WHAT YOU NEED TO DO. Set the entries down once more, exactly as they are worded.

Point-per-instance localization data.

BEGIN

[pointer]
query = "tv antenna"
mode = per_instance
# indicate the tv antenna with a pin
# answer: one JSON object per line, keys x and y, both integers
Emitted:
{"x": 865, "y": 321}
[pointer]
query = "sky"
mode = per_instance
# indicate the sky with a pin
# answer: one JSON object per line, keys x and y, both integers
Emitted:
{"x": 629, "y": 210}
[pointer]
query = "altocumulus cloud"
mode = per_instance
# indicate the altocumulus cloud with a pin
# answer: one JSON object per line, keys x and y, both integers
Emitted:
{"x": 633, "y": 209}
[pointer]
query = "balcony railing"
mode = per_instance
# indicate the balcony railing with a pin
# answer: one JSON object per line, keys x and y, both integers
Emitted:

END

WRITTEN SOLUTION.
[pointer]
query = "tv antenna"
mode = per_instance
# indicate the tv antenna with a pin
# answer: one JSON object per line, keys x and y, both integers
Emitted:
{"x": 865, "y": 321}
[pointer]
query = "sky"
mode = per_instance
# indicate the sky with a pin
# answer: one JSON object per line, keys x and y, both integers
Emitted:
{"x": 629, "y": 210}
[pointer]
query = "altocumulus cloud"
mode = per_instance
# indicate the altocumulus cloud with a pin
# answer: one JSON object per line, keys x and y, both integers
Emitted:
{"x": 633, "y": 209}
[pointer]
query = "balcony railing"
mode = per_instance
# indicate the balcony railing with a pin
# answer: one JSON object per line, keys x and y, both integers
Emitted:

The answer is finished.